Your answer should restate each line of the data below word for word.

▶ [MATERIAL TO PROCESS]:
[Start of Attachment]

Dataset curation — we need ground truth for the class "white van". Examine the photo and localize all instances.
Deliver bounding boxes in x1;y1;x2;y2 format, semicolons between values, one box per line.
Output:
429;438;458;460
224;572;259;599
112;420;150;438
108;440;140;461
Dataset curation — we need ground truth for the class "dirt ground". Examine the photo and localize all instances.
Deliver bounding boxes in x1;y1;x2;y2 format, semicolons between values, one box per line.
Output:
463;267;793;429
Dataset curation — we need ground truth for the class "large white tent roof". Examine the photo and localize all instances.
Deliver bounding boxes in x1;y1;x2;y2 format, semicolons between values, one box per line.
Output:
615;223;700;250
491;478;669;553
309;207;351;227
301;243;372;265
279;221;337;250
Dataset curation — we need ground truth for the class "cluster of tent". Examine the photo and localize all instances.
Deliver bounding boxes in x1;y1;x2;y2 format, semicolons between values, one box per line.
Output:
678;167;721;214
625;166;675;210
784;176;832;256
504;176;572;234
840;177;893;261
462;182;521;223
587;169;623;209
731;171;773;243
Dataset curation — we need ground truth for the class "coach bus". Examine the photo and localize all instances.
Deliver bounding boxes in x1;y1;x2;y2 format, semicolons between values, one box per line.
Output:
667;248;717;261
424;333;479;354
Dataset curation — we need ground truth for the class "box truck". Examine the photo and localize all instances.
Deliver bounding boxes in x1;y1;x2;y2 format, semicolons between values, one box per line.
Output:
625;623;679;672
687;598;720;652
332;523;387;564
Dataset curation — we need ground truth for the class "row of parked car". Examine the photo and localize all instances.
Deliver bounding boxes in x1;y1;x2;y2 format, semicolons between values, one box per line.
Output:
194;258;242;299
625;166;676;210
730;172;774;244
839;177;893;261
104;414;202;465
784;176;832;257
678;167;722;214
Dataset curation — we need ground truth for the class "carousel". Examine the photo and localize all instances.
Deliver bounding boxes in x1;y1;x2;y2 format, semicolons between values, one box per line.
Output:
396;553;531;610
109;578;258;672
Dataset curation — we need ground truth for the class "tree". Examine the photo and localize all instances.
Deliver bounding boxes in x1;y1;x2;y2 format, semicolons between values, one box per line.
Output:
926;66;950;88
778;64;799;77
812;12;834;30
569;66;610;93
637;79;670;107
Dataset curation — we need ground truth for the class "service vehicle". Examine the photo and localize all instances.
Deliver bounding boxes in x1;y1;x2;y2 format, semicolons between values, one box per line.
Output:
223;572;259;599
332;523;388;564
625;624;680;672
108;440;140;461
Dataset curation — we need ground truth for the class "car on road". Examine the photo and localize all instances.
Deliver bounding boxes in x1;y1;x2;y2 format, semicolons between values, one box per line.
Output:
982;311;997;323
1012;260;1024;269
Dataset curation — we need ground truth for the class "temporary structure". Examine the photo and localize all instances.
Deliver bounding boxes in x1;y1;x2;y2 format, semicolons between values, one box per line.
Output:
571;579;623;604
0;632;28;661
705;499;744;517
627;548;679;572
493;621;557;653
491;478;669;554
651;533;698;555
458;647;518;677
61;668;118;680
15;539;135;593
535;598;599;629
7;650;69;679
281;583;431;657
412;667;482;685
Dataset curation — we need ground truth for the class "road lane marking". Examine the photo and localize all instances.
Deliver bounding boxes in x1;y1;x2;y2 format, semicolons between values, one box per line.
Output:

[End of Attachment]

▶ [RESULT FOR THIS TASK]:
Dataset curation — we need ground truth for the class "white van". Examine the photo and localize all instances.
Deliver bounding boxes in x1;y1;x2;y2 format, semicolons between values, one box per line.
Output:
429;438;458;460
224;572;259;599
112;420;150;438
108;440;140;461
Dataset curation — we need ground truth for the class "dirt ground". Examine the photo and localize all instances.
Deliver bounding boxes in x1;y1;x2;y2 format, semicolons between values, one box per line.
Output:
463;267;793;429
Dataset curation — we need ground truth for the class "large white tent roof". Examine the photo and localize all instances.
Deliver bounding boxes in x1;y1;x2;y2 format, semicolons between values, one box per line.
Output:
615;223;700;250
491;478;669;553
309;207;351;227
301;243;372;265
279;221;337;250
Dataset curation — we need ground truth for the class "cluster of tent". Examine the photo and localize all instances.
Deliver bounding boxes in x1;y1;x2;y2 format, semicolons between values, one box per line.
Output:
678;167;721;214
625;166;675;210
784;176;832;256
504;176;572;234
840;177;893;261
462;182;521;223
587;169;623;209
731;171;773;243
Dataset curation — we need ground truth for the class "coach bus". Examine the photo and localize all instances.
Deliver bounding boxes in x1;y1;x2;y2 format, semicolons between values, one box per line.
Output:
667;248;717;261
424;333;479;354
Dataset curation — we need ground truth for the class "box truck". Examine the photo and localize all instances.
Deliver bounding boxes in x1;y1;x2;y2 format, semicolons between values, one box per line.
Output:
625;623;679;672
687;598;720;652
332;523;387;564
Dataset curation — we need ground truth for the class "row of parked car". Examine the photo and localize all instances.
Deliver bounding boxes in x1;y1;x2;y2 format, semicolons between values, one box per line.
Output:
194;258;242;299
625;166;676;210
730;172;774;244
839;177;893;261
104;414;202;465
784;176;832;257
678;167;722;214
Dataset curation — we need ground truth for the class "carousel". Examine the photo and localize all instances.
Deliver bounding boxes in x1;y1;x2;y2 format, semicolons between values, one box per line.
Output:
396;553;531;610
109;578;258;672
Dataset curation — we need ground truth for the class "tree". Examine the photo and localize all instances.
Deliver bounding boxes in x1;y1;x2;y2 format, semicolons between values, one box per line.
Output:
926;66;950;88
778;64;799;77
812;12;834;30
569;66;610;93
637;79;670;107
Dataset curation — we need ground truth for the class "service vehicle". Examine the photo and localize all instances.
Deliver bounding boxes in x1;y1;x2;y2 format, semicolons between values, one box per line.
Output:
223;572;259;599
332;523;388;564
625;624;680;672
108;440;140;461
Dataset curation — we need ground truth for the class "car on road". Examine the photo and localize all instances.
Deliver bounding boxes in x1;y1;x2;y2 format, semicolons between values, one box per line.
Output:
982;311;997;323
1012;260;1024;269
Dataset curation — we need ground truth for the class "temporary structure". Examine the photo and localize all instances.
Deliver bounding boxes in x1;y1;x2;y2 format, semicolons between values, one box per line.
Output:
571;579;623;604
0;632;28;661
705;499;744;517
627;548;679;572
493;621;557;653
491;478;669;554
651;533;698;555
458;647;518;677
61;668;118;680
15;539;135;593
535;598;599;629
7;650;69;679
281;583;431;657
412;667;482;685
Dataset curation — we need ground truth for the class "road lane marking". Examine the photo and localize all instances.
Deliver bounding boxes in x1;y1;x2;y2 format, semicolons between values, one box per line.
Output:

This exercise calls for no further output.